> Kutipan Dokumen
HERALD.ID, JAKARTA – Komisi IV DPR menolak kebijakan Pemerintah menghapus distributor pupuk dari rantai penyalur pupuk subsidi. Kebijakan ini tidak hanya menambah carut marut persoalan pupuk, tapi juga bakal memicu pengangguran lebih besar di bawah.
Anggota Komisi IV DPR Firman Soebagyo menilai ada salah tafsir dan salah pemahaman dari kebijakan Pemerintah, dalam hal ini Kementerian Pertanian (Kementan) yang bakal menghapus distributor dalam rantai distribusi pupuk subsidi. Sebab sepengetahuannya, tidak ada sepatah kata pun dari Presiden Prabowo Subianto yang menginstruksikan bahwa distributor pupuk itu dibubarkan.
“Yang ada adalah beliau menyampaikan bahwa carut-marutnya terhadap distribusi pupuk ini sehingga pupuk dianggap tidak tepat sasaran, tidak tepat waktu, tidak tepat kualitas, dan tidak tepat harga kepada penerima,” kata Firman Soebagyo saat menerima aspirasi Asosiasi Distributor Pupuk Indonesia, se-Jawa Tengah, Kamis 13 Maret 2025.
Firman mengingatkan, prinsip dasar kategori bantuan pupuk bersubsidi ini adalah merupakan bantuan yang bertujuan untuk meningkatan produksi pertanian. Namun dalam pelaksanannya, Pemerintah justru membuat kesalahan besar dengan memasukkan pupuk subsidi ini sebagai bantuan sosial.
“Sehingga terminology-nya itu bukan pupuk itu diberikan kepada manusia, pemilik lahan, tetapi harus berdasarkan geopasial, yaitu luasan lahan sehingga terukur nantinya. Kemudian untuk meningkatkan produksi luasan lahan itu, siapapun yang menerima ada kewajiban untuk meningkatkan produksi. Ini prinsip dasar yang pertama yang saya lihat itu kesalahan Pemerintah,” katanya.
Politisi senior Fraksi Golkar ini mengatakan, telah berulang kali mewanti Pemerintah bahwa terkait distribusi pupuk ini mulai dengan dengan distributor, sampai kepada tingkat penyaluran di tingkat bawah ini mestinya ada evaluasi. Evaluasi menyeluruh ini mutlak diperlukan menyikapi banyaknya keluh kesah terhadap distribusi pupuk bersubsidi yang ternyata tidak hanya menimpa petani saja, tetapi juga menimpa distributor dan pengecer.

> Data yang Diberikan
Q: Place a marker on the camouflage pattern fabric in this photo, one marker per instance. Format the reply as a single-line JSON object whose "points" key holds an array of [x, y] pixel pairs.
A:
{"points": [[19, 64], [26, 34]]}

> Soal Latihan
- a) Dalam berita pupuk subsidi, pada hal apa saja pupuk dianggap tidak tepat menurut ucapan Firman Soebagyo? Sebutkan semuanya.
- b) Lanjutkan berita pupuk subsidi mulai setelah kalimat terakhirnya.

> Jawaban Berurutan
- a) Pupuk dianggap tidak tepat sasaran, tidak tepat waktu, tidak tepat kualitas, dan tidak tepat harga kepada penerima.

- b)
“Ada persoalan-persoalan yang memang sangat serius untuk diselesaikan. Namun sampai Pak Amran (Menteri Pertanian) menjadi Menteri, diberhentikan, naik lagi jadi menteri dan sekarang jadi menteri lagi, nyaris persoalan perbaikan, prosedur administrasi, dan tata kelola (pupuk bersubsidi) tidak pernah terjadi,” katanya.
Ironisnya, sambung Firman, Pemerintah belum sekalipun melakukan evaluasi terhadap tata kelola dan distribusi pupuk bersubsidi ini. Tetapi yang terjadi, Kementerian Pertanian (Kementan) malah membuat kebijakan yang semangatnya tidak sama dengan apa yang diinginkan Presiden.
Ketika Presiden Prabowo meminta agar tata kelola pupuk benar-benar dilakukan secara tepat waktu, tepat mutu, tepat sasaran dan tepat jumlah atau 4T, namun oleh Kementerian Pertanian menterjemahkan seolah-olah carut marutnya perpupukan ada di pihak distributor.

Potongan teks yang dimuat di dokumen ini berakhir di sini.